- GIVEN TEXT
## start

THE POWER OF LOVE AND WORRY

Invested love and immeasurable care of your child must give results. Believe in that, but read a few pieces of advice from a teacher.

If you have a child who is entering the first year of school, then you surely know how much responsibility this takes and which fears you encounter. The volume of your fears depends on the fact if you live in a city or in a town. It’s partially easier to bring up children in a village, although this also cuts both ways. That’s right, parents who live in a city fear much more than parents living in smaller settlements, but some worries and some fears are completely the same.

Each parent wants their child to be successful and they fancy only their child being praised at the next parent meeting. Most of them will experience it, they'll be proud of their little student, but some will be even disappointed or, simply, their expectations will remain unfulfilled. So as not to experience this, maybe it would be better not to cherish over-high expectations, but certainly to make an effort in giving your little schoolchild unselfish and right help and cooperation.

What is understood by the right help and support?

## end

- INSTRUCTION A
Summarize the text on parental love and worry in two sentences.
- INSTRUCTION B
Write out the records from the line containing "the boat mast" through the end of the records.
The text and the records were taken from unrelated sources.

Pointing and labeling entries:
## start

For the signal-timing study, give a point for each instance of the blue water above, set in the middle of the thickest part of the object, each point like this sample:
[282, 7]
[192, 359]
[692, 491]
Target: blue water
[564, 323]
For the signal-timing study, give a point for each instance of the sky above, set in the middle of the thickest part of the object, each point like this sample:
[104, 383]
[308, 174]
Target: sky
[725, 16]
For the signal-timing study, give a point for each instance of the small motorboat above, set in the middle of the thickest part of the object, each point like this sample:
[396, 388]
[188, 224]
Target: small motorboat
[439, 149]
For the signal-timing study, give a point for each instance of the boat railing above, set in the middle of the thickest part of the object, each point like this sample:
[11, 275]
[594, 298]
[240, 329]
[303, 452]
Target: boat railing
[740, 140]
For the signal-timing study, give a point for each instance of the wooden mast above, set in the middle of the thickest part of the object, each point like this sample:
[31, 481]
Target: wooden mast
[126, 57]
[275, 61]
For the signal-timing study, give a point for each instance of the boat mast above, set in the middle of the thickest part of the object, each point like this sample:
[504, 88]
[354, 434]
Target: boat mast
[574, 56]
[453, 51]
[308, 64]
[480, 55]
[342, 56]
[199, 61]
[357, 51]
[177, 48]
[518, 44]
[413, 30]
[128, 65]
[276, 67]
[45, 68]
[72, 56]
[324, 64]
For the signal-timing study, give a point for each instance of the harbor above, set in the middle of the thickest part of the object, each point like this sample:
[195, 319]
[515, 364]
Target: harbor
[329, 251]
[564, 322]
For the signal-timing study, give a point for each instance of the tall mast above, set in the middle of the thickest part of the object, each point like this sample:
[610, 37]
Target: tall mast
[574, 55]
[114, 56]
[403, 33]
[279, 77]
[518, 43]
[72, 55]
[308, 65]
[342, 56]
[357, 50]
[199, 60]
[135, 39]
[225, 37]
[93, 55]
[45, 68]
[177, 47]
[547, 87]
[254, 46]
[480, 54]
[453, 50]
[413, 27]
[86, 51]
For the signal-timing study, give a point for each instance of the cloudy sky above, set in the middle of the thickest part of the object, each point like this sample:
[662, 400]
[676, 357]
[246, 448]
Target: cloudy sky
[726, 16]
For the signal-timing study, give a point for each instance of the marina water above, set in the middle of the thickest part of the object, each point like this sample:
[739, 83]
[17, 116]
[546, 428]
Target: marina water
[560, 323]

## end

- EXERCISE RESULT A
Parents of a child entering the first year of school carry a great deal of responsibility and face fears that are greater in a city than in smaller settlements, though some worries are completely the same. Every parent wants their child to succeed and be praised, so rather than cherishing over-high expectations, it may be better to give the young schoolchild unselfish and right help and cooperation.

- EXERCISE RESULT B
For the signal-timing study, give a point for each instance of the boat mast above, set in the middle of the thickest part of the object, each point like this sample:
[504, 88]
[354, 434]
Target: boat mast
[574, 56]
[453, 51]
[308, 64]
[480, 55]
[342, 56]
[199, 61]
[357, 51]
[177, 48]
[518, 44]
[413, 30]
[128, 65]
[276, 67]
[45, 68]
[72, 56]
[324, 64]
For the signal-timing study, give a point for each instance of the harbor above, set in the middle of the thickest part of the object, each point like this sample:
[195, 319]
[515, 364]
Target: harbor
[329, 251]
[564, 322]
For the signal-timing study, give a point for each instance of the tall mast above, set in the middle of the thickest part of the object, each point like this sample:
[610, 37]
Target: tall mast
[574, 55]
[114, 56]
[403, 33]
[279, 77]
[518, 43]
[72, 55]
[308, 65]
[342, 56]
[357, 50]
[199, 60]
[135, 39]
[225, 37]
[93, 55]
[45, 68]
[177, 47]
[547, 87]
[254, 46]
[480, 54]
[453, 50]
[413, 27]
[86, 51]
For the signal-timing study, give a point for each instance of the cloudy sky above, set in the middle of the thickest part of the object, each point like this sample:
[662, 400]
[676, 357]
[246, 448]
Target: cloudy sky
[726, 16]
For the signal-timing study, give a point for each instance of the marina water above, set in the middle of the thickest part of the object, each point like this sample:
[739, 83]
[17, 116]
[546, 428]
Target: marina water
[560, 323]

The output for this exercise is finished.